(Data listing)
———
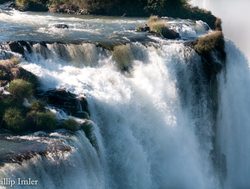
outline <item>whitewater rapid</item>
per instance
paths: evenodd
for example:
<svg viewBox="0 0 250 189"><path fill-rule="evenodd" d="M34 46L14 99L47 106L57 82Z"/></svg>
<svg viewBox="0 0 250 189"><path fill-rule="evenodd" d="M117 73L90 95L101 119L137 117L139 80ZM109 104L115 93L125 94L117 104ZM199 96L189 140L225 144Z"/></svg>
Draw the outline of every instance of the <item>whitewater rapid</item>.
<svg viewBox="0 0 250 189"><path fill-rule="evenodd" d="M41 28L57 22L70 26L79 22L80 28L93 22L95 27L102 26L100 38L108 38L110 30L117 28L122 28L122 34L133 33L131 27L138 24L120 19L109 28L103 24L105 18L58 21L58 15L0 15L0 22L9 24L5 31L10 31L2 36L3 42L23 39L27 32L23 25L37 31L28 36L33 40L39 35L53 38L52 30ZM21 19L22 25L13 19L17 15L26 18ZM35 23L37 18L46 22ZM169 22L180 32L180 40L151 36L152 41L141 43L127 39L118 54L115 47L110 50L91 41L89 31L96 32L91 27L81 31L88 39L81 43L33 44L32 52L26 51L21 58L21 66L38 76L43 90L64 88L86 97L96 144L83 131L75 135L55 131L45 139L36 134L16 136L39 142L56 137L70 151L36 155L22 164L6 163L0 167L1 178L37 178L41 189L248 188L250 91L246 86L250 74L246 60L226 42L225 70L210 80L201 57L185 43L210 32L207 25ZM15 27L21 30L12 36ZM60 33L57 39L79 37L74 28ZM124 63L128 70L121 69Z"/></svg>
———
Task instructions » Could you copy out all of the lines above word for word, leaving out the pictures?

Solved problem »
outline <item>whitewater rapid</item>
per instance
paths: evenodd
for example:
<svg viewBox="0 0 250 189"><path fill-rule="evenodd" d="M34 46L14 99L47 106L57 82Z"/></svg>
<svg viewBox="0 0 250 189"><path fill-rule="evenodd" d="M117 73L90 95L101 119L137 117L139 80ZM109 104L115 93L125 94L117 104ZM199 96L189 140L225 144Z"/></svg>
Draw the outline of every instance of the <item>whitewater rapid</item>.
<svg viewBox="0 0 250 189"><path fill-rule="evenodd" d="M41 28L57 22L70 26L79 22L80 28L93 22L95 27L102 26L100 38L108 38L110 30L117 28L122 28L122 34L133 33L131 27L138 24L120 19L109 28L103 24L105 18L58 21L58 15L0 15L0 22L9 24L5 31L10 31L2 36L3 42L23 39L27 32L23 25L37 31L28 36L33 40L39 35L53 38L52 30ZM21 19L22 25L13 19L17 15L26 18ZM35 23L37 18L46 22ZM169 22L180 32L180 40L151 36L152 41L141 43L127 39L118 54L115 47L110 50L91 41L89 31L96 32L91 27L81 31L88 39L81 43L33 44L32 52L26 51L21 58L21 66L38 76L43 90L64 88L86 97L96 144L83 131L75 135L55 131L45 139L36 134L16 136L39 142L56 137L70 151L36 155L22 164L6 163L0 167L1 178L37 178L41 189L248 188L250 91L246 86L250 74L246 60L226 42L225 70L210 80L201 57L185 43L210 32L207 25ZM15 27L21 30L12 36ZM60 33L57 39L79 37L74 28ZM124 63L128 70L121 69Z"/></svg>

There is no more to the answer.